● TASK DESCRIPTION
Write out each of the entries below exactly, line for line.

begin

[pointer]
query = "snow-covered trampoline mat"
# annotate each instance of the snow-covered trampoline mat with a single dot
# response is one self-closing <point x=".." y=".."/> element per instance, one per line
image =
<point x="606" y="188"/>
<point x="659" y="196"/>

end

● SOLUTION FOR THIS TASK
[pointer]
query = "snow-covered trampoline mat"
# annotate each instance of the snow-covered trampoline mat with a single dot
# response is one self-closing <point x=".." y=".."/> element per instance, one per line
image =
<point x="606" y="188"/>
<point x="659" y="196"/>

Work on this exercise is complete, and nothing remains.